PASSAGE SÉLECTIONNÉ:
━━━━━━━━━━━━━━━━━━━━━━━━━━━━━━

Mais quel état d’alarme peut induire un tel détachement.  Comme perte globale, non seulement de l’enfant mais de soi-même-enfant.  En somme, une menace pour soi-même enfant ; il est intéressant de noter comment ces mouvements d’affects et de représentations sont la base sur laquelle se spécialisent les bons soins maternels, ou par identification, introjection et projection.  Le symptôme, peut être vu comme une adaptation critique à un changement.
Au cours d’une seule nuit, terrible et complètement privée de sommeil, on peut vérifier la fameuse « Conversion » de « L’innommé » dans « Les fiancés » d’Alessandro Manzoni.  L’auteur décrit lors de quelques passages incisifs l’homme violent, agressif et puissant qui voit s’effondrer en quelques heures, au cours de l’impact avec une victime qui demande la mort, l’ensemble de ses certitudes, de ses modèles.  Lui aussi éprouve  le désir de se tuer, je dirai même de tuer, éprouvant toujours un pénible sens d’aliénation (« je ne suis plus homme moi ?… qui diable m’a sauté dessus ? »).  Enfin le doute de la mort terrible, celle de l’âme, le conduit à la conversion : « Et s’il y avait une autre vie ? » …A ce doute, pensant au risque, il se sent pris d’un désespoir encore plus noir, plus grave auquel il ne peut échapper, même pas avec la mort.  Une peur totale.

━━━━━━━━━━━━━━━━━━━━━━━━━━━━━━

VOTRE TÂCHE: Recopiez fidèlement le passage sélectionné entre « Au cours d’une » et « mort.  Une peur totale. », ces deux extraits compris.

━━━━━━━━━━━━━━━━━━━━━━━━━━━━━━

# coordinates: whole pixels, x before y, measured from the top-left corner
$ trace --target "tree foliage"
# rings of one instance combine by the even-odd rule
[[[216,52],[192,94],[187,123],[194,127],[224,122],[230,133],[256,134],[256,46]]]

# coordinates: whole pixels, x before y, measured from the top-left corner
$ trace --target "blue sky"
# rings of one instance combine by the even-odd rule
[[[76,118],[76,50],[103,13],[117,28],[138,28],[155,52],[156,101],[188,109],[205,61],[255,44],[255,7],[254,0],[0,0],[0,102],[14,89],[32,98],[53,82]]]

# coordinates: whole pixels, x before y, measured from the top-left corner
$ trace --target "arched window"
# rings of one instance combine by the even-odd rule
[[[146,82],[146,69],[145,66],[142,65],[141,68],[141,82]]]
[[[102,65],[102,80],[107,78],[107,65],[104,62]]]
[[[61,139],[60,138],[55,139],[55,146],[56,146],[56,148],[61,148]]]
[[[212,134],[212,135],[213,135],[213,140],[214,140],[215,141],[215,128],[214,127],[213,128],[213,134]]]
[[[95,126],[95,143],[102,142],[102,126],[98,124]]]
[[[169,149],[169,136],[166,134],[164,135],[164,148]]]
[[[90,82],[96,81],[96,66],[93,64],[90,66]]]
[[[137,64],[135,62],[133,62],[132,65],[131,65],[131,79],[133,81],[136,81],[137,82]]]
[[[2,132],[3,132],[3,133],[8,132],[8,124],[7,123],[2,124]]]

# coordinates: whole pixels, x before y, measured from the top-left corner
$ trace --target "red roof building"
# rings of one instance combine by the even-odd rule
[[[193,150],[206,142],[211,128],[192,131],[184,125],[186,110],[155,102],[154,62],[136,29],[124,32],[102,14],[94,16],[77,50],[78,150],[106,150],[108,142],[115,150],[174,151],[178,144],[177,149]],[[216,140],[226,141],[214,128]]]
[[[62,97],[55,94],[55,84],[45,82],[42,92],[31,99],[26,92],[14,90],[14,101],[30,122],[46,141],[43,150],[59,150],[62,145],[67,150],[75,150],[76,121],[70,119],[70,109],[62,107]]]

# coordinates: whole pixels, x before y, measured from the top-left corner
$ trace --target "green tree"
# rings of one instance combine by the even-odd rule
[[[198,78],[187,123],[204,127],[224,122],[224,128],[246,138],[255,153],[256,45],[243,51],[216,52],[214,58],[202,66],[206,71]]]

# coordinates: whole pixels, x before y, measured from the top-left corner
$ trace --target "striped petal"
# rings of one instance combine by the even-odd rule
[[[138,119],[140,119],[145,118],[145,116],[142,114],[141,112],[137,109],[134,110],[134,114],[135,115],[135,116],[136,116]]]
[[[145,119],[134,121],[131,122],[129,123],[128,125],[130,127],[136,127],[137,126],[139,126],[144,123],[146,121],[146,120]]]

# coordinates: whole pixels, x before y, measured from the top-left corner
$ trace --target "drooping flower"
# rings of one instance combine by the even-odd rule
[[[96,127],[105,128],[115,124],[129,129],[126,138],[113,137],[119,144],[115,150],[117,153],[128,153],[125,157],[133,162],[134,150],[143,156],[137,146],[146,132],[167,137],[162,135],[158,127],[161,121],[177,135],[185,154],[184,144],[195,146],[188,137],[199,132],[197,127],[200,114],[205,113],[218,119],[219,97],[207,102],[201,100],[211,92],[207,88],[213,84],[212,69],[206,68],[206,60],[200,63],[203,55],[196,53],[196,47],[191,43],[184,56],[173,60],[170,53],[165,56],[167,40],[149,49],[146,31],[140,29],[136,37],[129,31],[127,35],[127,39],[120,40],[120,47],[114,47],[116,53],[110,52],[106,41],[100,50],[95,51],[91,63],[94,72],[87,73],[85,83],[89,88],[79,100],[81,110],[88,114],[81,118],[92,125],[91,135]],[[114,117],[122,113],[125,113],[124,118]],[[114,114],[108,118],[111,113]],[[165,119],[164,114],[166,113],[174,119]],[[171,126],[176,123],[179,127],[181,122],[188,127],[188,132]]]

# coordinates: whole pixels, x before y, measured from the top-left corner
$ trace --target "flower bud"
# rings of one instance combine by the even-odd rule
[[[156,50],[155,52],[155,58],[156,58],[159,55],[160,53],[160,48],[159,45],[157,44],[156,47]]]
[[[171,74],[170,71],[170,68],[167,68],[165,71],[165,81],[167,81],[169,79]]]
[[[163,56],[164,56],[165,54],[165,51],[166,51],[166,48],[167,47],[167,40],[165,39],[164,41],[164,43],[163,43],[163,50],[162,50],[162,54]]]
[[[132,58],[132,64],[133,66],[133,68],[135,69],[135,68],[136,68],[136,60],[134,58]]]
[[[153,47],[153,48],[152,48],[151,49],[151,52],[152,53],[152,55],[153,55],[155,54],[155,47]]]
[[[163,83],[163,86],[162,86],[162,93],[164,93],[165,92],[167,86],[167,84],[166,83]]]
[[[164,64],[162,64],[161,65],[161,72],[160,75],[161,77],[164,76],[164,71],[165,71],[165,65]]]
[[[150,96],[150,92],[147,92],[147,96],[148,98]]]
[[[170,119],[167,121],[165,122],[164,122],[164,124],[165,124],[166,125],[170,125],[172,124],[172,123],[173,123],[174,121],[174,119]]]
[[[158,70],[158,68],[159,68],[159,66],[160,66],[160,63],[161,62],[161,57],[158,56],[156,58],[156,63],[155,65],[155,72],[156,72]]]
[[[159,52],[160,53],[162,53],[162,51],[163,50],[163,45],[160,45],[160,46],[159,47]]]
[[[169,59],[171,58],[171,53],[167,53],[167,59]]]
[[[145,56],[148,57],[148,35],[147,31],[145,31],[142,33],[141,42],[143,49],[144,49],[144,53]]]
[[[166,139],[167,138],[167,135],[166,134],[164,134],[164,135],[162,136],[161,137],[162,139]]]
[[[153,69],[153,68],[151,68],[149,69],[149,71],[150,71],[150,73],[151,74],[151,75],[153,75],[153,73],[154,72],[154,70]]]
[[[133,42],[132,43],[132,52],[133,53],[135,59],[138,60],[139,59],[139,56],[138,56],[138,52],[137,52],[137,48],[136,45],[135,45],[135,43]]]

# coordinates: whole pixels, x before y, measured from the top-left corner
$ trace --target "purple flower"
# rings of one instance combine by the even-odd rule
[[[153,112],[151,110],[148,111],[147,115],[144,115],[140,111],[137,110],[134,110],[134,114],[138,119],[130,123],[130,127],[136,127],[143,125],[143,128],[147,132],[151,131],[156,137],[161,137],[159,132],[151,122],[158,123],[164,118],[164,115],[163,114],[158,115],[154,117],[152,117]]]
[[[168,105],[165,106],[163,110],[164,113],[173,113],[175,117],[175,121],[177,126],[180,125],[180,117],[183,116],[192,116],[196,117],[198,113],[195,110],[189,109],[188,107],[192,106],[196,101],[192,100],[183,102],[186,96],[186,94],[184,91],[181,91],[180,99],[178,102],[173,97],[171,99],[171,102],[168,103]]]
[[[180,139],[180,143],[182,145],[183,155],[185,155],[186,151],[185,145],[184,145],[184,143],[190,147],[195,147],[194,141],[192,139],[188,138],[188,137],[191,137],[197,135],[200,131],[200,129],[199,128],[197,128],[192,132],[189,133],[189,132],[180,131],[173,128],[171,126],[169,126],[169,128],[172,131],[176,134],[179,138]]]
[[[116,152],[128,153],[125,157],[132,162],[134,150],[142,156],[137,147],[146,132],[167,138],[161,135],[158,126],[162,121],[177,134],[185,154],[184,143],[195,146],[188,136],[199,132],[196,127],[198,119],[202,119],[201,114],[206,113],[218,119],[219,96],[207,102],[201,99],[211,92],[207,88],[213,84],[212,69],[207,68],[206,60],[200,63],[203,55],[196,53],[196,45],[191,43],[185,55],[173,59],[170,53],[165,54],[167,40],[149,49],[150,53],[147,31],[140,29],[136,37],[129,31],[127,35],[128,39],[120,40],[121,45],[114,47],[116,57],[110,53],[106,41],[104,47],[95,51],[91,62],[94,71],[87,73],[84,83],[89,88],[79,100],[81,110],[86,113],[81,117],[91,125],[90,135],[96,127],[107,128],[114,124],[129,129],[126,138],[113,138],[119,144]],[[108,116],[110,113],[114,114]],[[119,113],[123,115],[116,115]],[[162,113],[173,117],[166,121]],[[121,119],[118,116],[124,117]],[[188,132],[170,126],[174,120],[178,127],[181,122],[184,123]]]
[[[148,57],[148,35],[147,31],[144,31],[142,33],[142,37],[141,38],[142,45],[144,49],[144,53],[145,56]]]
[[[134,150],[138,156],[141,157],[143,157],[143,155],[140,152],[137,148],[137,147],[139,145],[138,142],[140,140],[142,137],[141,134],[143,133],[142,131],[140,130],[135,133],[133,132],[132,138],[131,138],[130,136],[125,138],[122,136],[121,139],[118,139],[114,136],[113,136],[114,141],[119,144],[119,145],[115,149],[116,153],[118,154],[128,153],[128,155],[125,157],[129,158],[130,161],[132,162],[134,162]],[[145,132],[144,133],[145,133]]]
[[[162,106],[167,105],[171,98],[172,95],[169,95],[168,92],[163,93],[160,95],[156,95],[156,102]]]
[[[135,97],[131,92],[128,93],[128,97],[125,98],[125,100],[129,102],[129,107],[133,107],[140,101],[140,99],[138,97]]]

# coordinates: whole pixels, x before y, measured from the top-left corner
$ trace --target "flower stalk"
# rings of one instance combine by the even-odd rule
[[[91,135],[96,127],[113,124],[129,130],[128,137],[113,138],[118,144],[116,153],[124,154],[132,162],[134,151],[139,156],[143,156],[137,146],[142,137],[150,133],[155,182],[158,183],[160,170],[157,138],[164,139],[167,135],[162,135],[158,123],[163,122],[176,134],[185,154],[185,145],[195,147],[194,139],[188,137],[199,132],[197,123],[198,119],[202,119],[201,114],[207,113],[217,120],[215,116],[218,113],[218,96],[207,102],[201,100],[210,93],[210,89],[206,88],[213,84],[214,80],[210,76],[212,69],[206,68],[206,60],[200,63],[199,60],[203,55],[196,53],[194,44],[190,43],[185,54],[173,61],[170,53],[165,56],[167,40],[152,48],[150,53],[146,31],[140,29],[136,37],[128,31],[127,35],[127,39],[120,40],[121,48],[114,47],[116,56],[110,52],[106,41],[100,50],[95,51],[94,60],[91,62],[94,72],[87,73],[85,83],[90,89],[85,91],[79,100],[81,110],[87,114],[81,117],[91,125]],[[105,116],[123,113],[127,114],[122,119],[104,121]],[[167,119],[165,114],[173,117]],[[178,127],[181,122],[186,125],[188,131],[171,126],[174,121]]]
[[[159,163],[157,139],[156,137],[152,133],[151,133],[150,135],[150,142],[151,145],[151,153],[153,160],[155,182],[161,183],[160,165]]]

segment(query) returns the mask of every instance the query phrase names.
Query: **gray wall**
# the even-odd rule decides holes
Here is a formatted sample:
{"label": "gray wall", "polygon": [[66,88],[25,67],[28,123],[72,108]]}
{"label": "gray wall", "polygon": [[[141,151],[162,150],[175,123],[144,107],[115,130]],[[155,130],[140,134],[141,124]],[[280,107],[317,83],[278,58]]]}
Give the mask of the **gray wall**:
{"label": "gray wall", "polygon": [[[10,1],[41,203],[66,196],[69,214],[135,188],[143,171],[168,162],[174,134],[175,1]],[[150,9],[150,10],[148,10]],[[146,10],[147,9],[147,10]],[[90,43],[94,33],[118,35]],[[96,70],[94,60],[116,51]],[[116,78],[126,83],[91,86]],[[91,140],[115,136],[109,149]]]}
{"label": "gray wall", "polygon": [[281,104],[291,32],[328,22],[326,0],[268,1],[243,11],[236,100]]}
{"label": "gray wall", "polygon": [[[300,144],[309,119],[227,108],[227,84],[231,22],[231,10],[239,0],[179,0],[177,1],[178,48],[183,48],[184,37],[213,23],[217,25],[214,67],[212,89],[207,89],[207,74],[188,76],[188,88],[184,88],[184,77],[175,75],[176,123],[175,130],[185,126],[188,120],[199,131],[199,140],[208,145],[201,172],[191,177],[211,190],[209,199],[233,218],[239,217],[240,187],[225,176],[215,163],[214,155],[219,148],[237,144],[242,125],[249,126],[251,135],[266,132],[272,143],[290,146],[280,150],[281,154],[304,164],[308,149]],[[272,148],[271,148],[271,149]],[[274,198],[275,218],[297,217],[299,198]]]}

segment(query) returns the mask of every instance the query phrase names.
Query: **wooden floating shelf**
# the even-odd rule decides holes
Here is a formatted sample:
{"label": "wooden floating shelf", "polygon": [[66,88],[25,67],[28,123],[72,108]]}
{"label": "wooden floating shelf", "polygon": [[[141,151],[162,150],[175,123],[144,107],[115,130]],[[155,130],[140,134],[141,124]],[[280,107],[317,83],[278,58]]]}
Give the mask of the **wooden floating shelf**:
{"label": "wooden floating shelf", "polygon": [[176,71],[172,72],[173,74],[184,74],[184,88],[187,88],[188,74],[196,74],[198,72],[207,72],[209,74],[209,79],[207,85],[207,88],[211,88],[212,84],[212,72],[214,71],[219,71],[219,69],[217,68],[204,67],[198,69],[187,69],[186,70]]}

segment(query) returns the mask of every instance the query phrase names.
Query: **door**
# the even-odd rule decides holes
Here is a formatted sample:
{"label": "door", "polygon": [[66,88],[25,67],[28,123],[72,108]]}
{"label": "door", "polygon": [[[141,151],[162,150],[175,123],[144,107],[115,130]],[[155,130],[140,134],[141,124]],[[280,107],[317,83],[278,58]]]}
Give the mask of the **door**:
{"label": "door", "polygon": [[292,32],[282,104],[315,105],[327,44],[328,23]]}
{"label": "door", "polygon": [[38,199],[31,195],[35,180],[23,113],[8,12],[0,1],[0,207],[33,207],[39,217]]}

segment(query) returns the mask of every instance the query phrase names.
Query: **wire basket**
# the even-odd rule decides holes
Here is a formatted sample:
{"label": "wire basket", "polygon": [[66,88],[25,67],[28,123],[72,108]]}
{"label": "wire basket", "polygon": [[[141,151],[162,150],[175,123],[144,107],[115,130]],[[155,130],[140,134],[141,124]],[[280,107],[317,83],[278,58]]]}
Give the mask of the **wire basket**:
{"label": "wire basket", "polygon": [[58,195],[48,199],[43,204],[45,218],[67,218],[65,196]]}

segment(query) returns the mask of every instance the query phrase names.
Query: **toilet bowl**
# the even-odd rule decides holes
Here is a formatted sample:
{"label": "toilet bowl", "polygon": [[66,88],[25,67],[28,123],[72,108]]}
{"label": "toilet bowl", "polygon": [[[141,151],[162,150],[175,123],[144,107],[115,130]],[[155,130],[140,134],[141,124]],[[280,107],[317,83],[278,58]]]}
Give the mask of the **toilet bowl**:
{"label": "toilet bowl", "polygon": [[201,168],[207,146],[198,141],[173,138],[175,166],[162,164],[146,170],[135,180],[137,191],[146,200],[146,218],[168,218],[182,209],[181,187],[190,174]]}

━━━━━━━━━━━━━━━━━━━━━━━━━━━━━━

CORRIGÉ DE L'EXERCICE:
Au cours d’une seule nuit, terrible et complètement privée de sommeil, on peut vérifier la fameuse « Conversion » de « L’innommé » dans « Les fiancés » d’Alessandro Manzoni.  L’auteur décrit lors de quelques passages incisifs l’homme violent, agressif et puissant qui voit s’effondrer en quelques heures, au cours de l’impact avec une victime qui demande la mort, l’ensemble de ses certitudes, de ses modèles.  Lui aussi éprouve  le désir de se tuer, je dirai même de tuer, éprouvant toujours un pénible sens d’aliénation (« je ne suis plus homme moi ?… qui diable m’a sauté dessus ? »).  Enfin le doute de la mort terrible, celle de l’âme, le conduit à la conversion : « Et s’il y avait une autre vie ? » …A ce doute, pensant au risque, il se sent pris d’un désespoir encore plus noir, plus grave auquel il ne peut échapper, même pas avec la mort.  Une peur totale.